▶ DIRECTIVE: Rewrite the data below with "bounding box" changed to "enclosing rectangle" everywhere and everything else unchanged. Omit the pictures from your output.

▶ DATA TO PROCESS:
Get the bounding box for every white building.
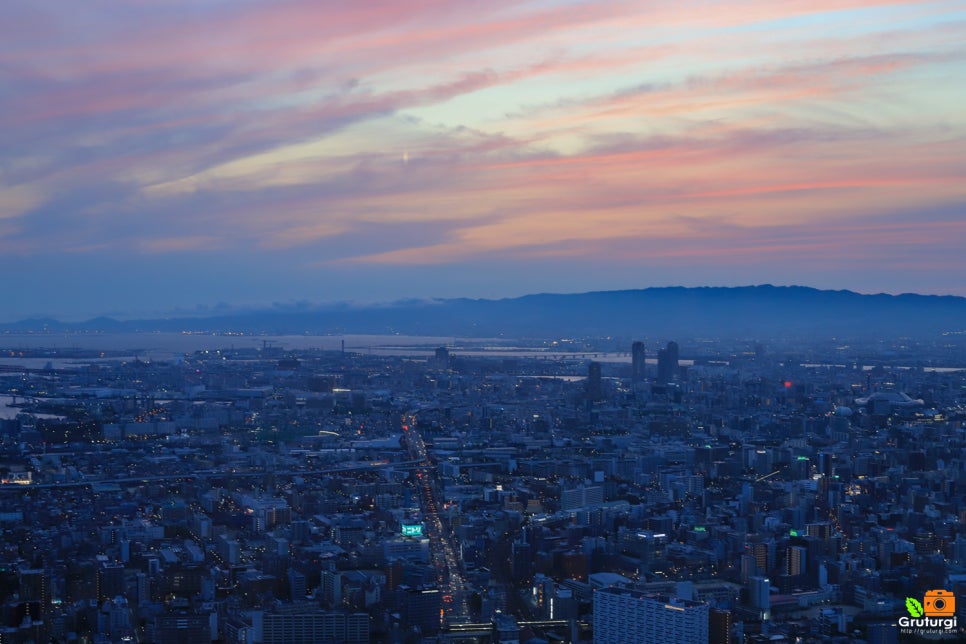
[594,587,710,644]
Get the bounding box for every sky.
[0,0,966,321]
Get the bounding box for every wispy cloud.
[0,0,966,316]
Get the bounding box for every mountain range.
[0,284,966,338]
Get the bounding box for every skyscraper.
[594,588,710,644]
[587,362,604,401]
[657,341,678,385]
[631,342,646,382]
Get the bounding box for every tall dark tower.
[587,362,604,401]
[657,341,678,385]
[631,342,646,382]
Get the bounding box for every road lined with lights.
[402,414,469,619]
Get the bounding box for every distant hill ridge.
[0,284,966,337]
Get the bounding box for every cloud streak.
[0,0,966,316]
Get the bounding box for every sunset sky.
[0,0,966,320]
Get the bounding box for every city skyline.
[0,0,966,320]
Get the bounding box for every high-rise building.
[785,546,808,576]
[434,347,449,369]
[587,362,604,401]
[708,608,731,644]
[19,568,50,619]
[594,587,710,644]
[631,342,647,382]
[657,341,678,385]
[97,561,127,602]
[751,577,771,619]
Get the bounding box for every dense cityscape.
[0,336,966,644]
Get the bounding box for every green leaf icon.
[906,597,923,617]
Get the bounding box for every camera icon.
[922,590,956,617]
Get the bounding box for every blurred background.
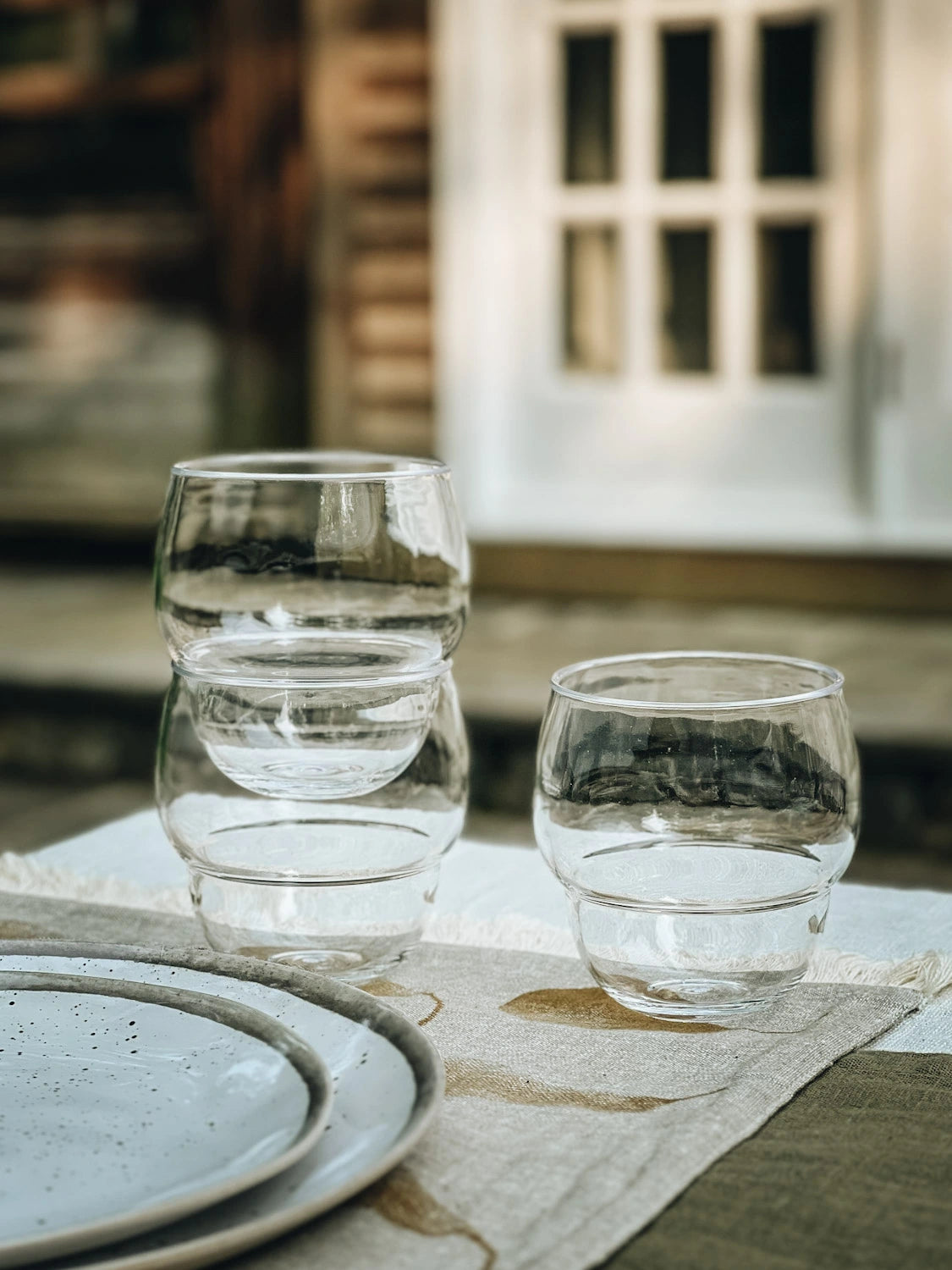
[0,0,952,888]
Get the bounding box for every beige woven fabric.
[0,897,921,1270]
[236,945,918,1270]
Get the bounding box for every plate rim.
[0,964,334,1267]
[0,940,446,1270]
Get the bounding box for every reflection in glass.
[662,28,713,180]
[563,32,616,185]
[662,229,711,371]
[758,225,817,375]
[761,18,819,177]
[563,225,621,375]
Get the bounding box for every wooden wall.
[306,0,434,454]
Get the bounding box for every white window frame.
[436,0,952,553]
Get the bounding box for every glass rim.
[172,632,454,691]
[550,649,845,714]
[172,450,449,482]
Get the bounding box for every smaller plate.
[0,972,332,1267]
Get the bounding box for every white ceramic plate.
[0,968,332,1267]
[0,941,443,1270]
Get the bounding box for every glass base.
[573,892,829,1020]
[190,864,439,983]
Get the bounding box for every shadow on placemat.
[602,1051,952,1270]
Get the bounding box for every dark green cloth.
[604,1051,952,1270]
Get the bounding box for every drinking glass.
[535,653,860,1019]
[155,451,470,657]
[157,632,469,982]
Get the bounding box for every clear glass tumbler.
[155,451,470,657]
[535,653,860,1019]
[157,632,469,980]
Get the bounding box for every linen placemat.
[0,896,921,1270]
[604,1051,952,1270]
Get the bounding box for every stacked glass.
[157,452,469,980]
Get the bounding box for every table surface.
[13,810,952,1054]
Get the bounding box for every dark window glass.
[0,9,70,66]
[662,229,711,371]
[761,19,819,177]
[563,33,617,185]
[758,225,817,375]
[563,225,621,375]
[662,28,713,180]
[104,0,198,73]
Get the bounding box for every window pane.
[563,33,616,183]
[758,225,817,375]
[0,9,70,66]
[563,225,621,375]
[662,28,713,180]
[662,229,711,371]
[761,19,819,177]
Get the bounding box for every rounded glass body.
[157,639,469,978]
[155,451,470,657]
[535,653,860,1018]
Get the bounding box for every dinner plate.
[0,940,443,1270]
[0,969,332,1267]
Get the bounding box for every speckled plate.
[0,969,332,1267]
[0,941,443,1270]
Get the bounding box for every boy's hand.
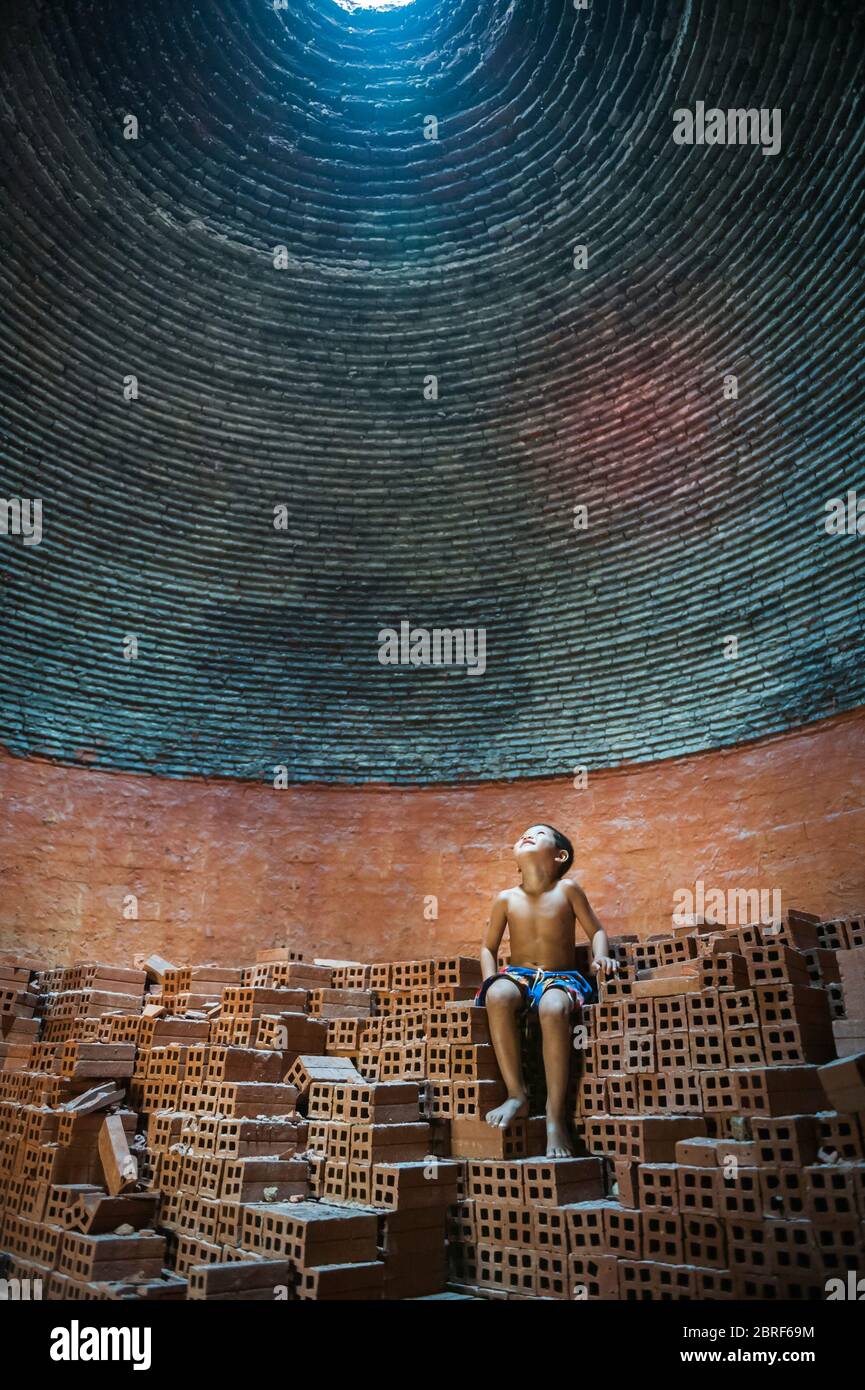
[591,956,619,977]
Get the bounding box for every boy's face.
[513,826,567,870]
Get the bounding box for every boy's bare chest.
[508,892,574,937]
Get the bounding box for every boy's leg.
[484,979,528,1129]
[538,988,573,1158]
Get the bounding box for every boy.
[474,826,619,1158]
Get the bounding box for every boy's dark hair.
[540,820,574,878]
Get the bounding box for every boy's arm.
[481,892,508,980]
[565,878,619,974]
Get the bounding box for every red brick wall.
[0,710,865,963]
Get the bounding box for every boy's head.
[513,824,574,878]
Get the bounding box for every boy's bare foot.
[485,1095,528,1129]
[547,1115,573,1158]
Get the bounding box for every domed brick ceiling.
[0,0,865,783]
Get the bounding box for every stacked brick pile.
[0,913,865,1300]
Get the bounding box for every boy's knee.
[484,980,520,1009]
[538,990,572,1020]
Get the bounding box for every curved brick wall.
[0,712,865,963]
[0,0,865,783]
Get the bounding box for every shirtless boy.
[476,826,619,1158]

▶ OUTPUT OF THE TASK:
Get the enclosing rectangle for every white building.
[594,587,710,644]
Get the enclosing rectangle for every sky.
[0,0,966,321]
Get the enclosing rectangle for every wispy cloud.
[0,0,966,316]
Get the enclosing rectangle for every mountain range.
[0,284,966,338]
Get the enclosing rectangle for every skyscraper.
[594,588,710,644]
[587,362,604,401]
[657,341,678,385]
[631,342,646,382]
Get the enclosing rectangle for every tall dark tower.
[587,362,604,401]
[657,341,678,385]
[631,342,646,382]
Get the enclosing rectangle for every road lined with lights.
[402,414,469,619]
Get the enclosing rectangle for every distant hill ridge.
[0,284,966,337]
Get the enclosing rectangle for every cloud streak.
[0,0,966,316]
Get the enclosing rectangle for every sunset sky.
[0,0,966,320]
Get the enclosing rectangle for every city skyline.
[0,0,966,320]
Get the enclosing rectangle for every high-rise building.
[785,546,808,576]
[434,347,449,369]
[587,362,604,401]
[708,608,731,644]
[19,568,50,619]
[594,587,710,644]
[631,342,647,382]
[657,341,678,385]
[97,561,127,602]
[751,577,771,619]
Get the enclosing rectangle for every dense cityscape.
[0,336,966,644]
Get the enclosing rectangle for every green leaf icon.
[906,597,923,617]
Get the enclosing rectangle for every camera icon.
[922,590,956,617]
Get the enclosing rectangle for every blurred background.
[0,0,952,888]
Get the enclosing rectangle for every beige woven fabric.
[0,897,921,1270]
[236,945,918,1270]
Get the enclosing rectangle for every plate rim.
[0,964,334,1267]
[0,940,446,1270]
Get the enclosing rectangle for every reflection in glass.
[662,28,713,180]
[563,32,616,185]
[662,229,711,371]
[758,225,817,375]
[761,18,819,177]
[563,225,621,375]
Get the enclosing rectangle for every wooden wall.
[306,0,434,454]
Get the enclosing rectangle for every white window frame.
[436,0,952,553]
Get the enclosing rectangle for every glass rim.
[172,632,454,691]
[550,649,845,714]
[172,450,449,482]
Get the enclosing rectangle for every smaller plate.
[0,972,332,1267]
Get the enclosing rectangle for every white ceramic plate.
[0,968,332,1267]
[0,941,443,1270]
Get the enclosing rectangle for every glass base.
[573,892,829,1020]
[190,864,439,983]
Get the enclosing rectangle for every shadow on placemat.
[602,1051,952,1270]
Get the enclosing rectangle for every dark green cloth.
[604,1051,952,1270]
Get the enclosing rectangle for every drinking glass.
[535,653,860,1019]
[155,451,470,657]
[157,632,469,982]
Get the enclosing rectangle for every clear glass tumbler.
[155,451,470,657]
[535,653,860,1019]
[157,632,469,980]
Get the enclosing rectangle for every linen placemat.
[0,896,921,1270]
[604,1051,952,1270]
Get the enclosing rectangle for every stacked glass.
[157,452,469,980]
Get the enclosing rectangle for every table surface.
[13,810,952,1054]
Get the enclosing rectangle for every dark window glass.
[0,9,70,66]
[662,229,711,371]
[761,19,819,177]
[563,33,617,185]
[758,225,817,375]
[563,225,621,375]
[662,28,713,180]
[104,0,198,73]
Get the enclosing rectangle for every window pane.
[563,33,616,183]
[758,225,817,375]
[0,9,70,66]
[563,225,621,375]
[662,28,713,180]
[662,229,711,371]
[761,19,819,177]
Get the enclosing rectangle for every rounded glass body.
[157,639,469,978]
[155,451,470,657]
[535,653,860,1018]
Get the enclosing rectangle for every dinner plate.
[0,940,443,1270]
[0,969,332,1267]
Get the enclosing rectangle for every speckled plate.
[0,969,332,1267]
[0,941,443,1270]
Get the enclosing rectangle for every boy's hand.
[591,956,619,977]
Get the enclosing rectangle for every boy's face.
[513,826,567,870]
Get the enclosing rectangle for every boy's bare chest.
[508,892,574,937]
Get the enclosing rectangle for every boy's leg.
[484,979,528,1129]
[538,988,573,1158]
Get the enclosing rectangle for every boy.
[474,826,619,1158]
Get the enclosing rectangle for every boy's dark hair.
[540,820,574,878]
Get the enclosing rectangle for every boy's arm.
[481,892,508,980]
[565,878,619,974]
Get the enclosing rectangle for every red brick wall.
[0,710,865,963]
Get the enclosing rectangle for every boy's head.
[513,824,574,878]
Get the enclosing rectangle for every boy's bare foot.
[485,1095,528,1129]
[547,1115,573,1158]
Get the enclosing rectangle for every domed brick ceiling.
[0,0,865,783]
Get the enclosing rectangle for every stacked brick pile.
[0,913,865,1300]
Get the enclosing rectangle for every boy's knee.
[484,980,520,1009]
[538,990,572,1020]
Get the enclosing rectangle for every curved brick wall.
[0,712,865,963]
[0,0,865,783]
Get the enclosing rectangle for every shirtless boy.
[476,826,619,1158]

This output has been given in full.